[TEXT BLOCK]

···

I was once a named insured on a friend's 180, he had 3000+ hours
I only had ~500 hours. We were both IR. The cost difference was
less than $200.


When we added a third pilot to our policy, they charged us about
$100 more. The pilot in question had way more experience than
both of us added together, including several hundred hours in
make and model and an ATP. Go figgur.

I agree it shouldn't be much, but they may well charge more.

Second question: He doesn't fly much at all. Perhaps one a month or so.
Taking into account that I will be selflessly devoting time to keeping
his bird well-oiled and used to flying, what's a fair price to pay
him per Hobbs hour?


What we did when we had a flying partner, was take our last 2 yrs
maint. expenses and divide them by a reasonable number of hours
(I forget if I used 100, 150 or 200). Then I took the cost of an
oil change plus added oil and divided it by $25. He had a choice
of flying "dry" and buying his own fuel, or flying "wet" and adding
the fuel cost at our local airport in, too, using our account w/
our discount.

IIRC it came to $50 or $55/hr wet and $30 dry. Tach time, since
that's what the maintenance was based on and since I threw the
inop Hobbes in the trash just after buying the plane.

He also washed the plane for us and did small repairs. This was
counterbalanced by breaking small stuff on a regular basis, no
apology, always the stuff's fault and often didn't tell us I'd
just go out to find it missing and tossed in the back. Which
I got tired of, so we ended the arrangment when my daughter was
9 mos old and I was able to start flying again.

···

Lines of data
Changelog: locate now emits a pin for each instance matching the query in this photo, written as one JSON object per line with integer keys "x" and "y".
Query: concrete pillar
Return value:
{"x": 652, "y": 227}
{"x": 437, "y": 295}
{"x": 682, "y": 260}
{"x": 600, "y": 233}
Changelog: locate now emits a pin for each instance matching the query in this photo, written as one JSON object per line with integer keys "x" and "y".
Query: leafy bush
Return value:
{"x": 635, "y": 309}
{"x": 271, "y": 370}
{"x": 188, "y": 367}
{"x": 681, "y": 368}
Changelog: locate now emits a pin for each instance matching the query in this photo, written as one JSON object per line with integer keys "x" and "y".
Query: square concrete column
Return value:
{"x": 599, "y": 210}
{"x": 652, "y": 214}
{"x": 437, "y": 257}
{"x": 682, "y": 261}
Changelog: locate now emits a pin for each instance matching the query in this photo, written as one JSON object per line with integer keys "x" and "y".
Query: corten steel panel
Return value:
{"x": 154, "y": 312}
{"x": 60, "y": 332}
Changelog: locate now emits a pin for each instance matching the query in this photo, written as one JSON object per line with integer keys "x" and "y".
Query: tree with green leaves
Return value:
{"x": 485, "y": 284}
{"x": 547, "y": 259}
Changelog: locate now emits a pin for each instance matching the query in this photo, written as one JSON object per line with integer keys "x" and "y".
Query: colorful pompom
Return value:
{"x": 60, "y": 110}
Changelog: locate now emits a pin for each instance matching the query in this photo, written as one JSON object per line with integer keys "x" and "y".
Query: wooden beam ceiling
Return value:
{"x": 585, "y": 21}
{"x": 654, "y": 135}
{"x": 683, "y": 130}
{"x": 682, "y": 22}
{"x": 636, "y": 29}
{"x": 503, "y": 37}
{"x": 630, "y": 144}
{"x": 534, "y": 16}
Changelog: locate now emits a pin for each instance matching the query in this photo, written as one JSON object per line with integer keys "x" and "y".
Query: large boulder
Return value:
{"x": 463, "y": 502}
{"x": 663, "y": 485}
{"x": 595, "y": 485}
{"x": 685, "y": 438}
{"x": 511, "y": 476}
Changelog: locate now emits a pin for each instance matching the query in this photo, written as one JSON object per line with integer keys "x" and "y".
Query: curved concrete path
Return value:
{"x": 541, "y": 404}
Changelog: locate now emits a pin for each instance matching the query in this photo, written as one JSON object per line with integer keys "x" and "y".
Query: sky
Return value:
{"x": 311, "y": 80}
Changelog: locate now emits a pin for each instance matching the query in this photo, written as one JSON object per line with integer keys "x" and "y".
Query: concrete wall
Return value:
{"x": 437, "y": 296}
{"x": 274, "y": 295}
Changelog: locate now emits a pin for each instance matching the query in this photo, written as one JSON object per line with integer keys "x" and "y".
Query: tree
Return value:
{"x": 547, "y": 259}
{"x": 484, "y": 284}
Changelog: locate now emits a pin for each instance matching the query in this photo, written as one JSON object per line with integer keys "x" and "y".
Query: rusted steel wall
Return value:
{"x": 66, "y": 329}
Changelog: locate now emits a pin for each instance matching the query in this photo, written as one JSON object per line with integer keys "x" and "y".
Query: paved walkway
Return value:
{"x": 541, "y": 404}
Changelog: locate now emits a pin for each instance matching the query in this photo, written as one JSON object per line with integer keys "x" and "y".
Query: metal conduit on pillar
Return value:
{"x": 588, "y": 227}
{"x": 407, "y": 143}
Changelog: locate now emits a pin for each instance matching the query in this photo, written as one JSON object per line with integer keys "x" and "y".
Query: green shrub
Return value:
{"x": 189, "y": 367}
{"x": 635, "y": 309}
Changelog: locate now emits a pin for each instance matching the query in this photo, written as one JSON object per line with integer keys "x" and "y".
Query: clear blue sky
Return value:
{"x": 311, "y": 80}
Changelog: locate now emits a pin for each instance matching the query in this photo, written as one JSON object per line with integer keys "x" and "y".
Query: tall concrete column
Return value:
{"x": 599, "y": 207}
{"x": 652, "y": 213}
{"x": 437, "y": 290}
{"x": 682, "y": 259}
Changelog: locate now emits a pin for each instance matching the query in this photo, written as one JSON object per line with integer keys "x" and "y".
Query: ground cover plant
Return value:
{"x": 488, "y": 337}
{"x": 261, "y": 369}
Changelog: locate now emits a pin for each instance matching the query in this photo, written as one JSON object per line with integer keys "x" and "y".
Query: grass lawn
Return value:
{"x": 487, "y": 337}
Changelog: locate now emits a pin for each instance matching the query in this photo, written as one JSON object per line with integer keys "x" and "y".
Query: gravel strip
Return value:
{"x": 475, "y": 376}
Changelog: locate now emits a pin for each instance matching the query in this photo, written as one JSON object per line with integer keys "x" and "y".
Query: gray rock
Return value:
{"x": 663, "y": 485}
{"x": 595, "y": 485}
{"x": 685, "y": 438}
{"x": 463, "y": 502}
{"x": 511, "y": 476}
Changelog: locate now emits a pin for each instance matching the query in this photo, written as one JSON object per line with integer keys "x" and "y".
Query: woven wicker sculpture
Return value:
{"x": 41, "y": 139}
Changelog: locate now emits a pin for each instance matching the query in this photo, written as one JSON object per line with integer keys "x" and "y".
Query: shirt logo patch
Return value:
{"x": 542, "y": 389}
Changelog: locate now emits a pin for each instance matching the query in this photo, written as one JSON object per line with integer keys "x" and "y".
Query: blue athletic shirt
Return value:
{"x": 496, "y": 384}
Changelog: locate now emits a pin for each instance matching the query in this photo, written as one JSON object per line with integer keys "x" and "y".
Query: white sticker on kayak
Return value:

···

[STATED EXERCISE] Rewrite the post on sharing aircraft costs from "What we did" up to and including "buying the plane.", replacing "flying partner" with "co-owner".

[TASK RESPONSE]
What we did when we had a co-owner, was take our last 2 yrs
maint. expenses and divide them by a reasonable number of hours
(I forget if I used 100, 150 or 200). Then I took the cost of an
oil change plus added oil and divided it by $25. He had a choice
of flying "dry" and buying his own fuel, or flying "wet" and adding
the fuel cost at our local airport in, too, using our account w/
our discount.

IIRC it came to $50 or $55/hr wet and $30 dry. Tach time, since
that's what the maintenance was based on and since I threw the
inop Hobbes in the trash just after buying the plane.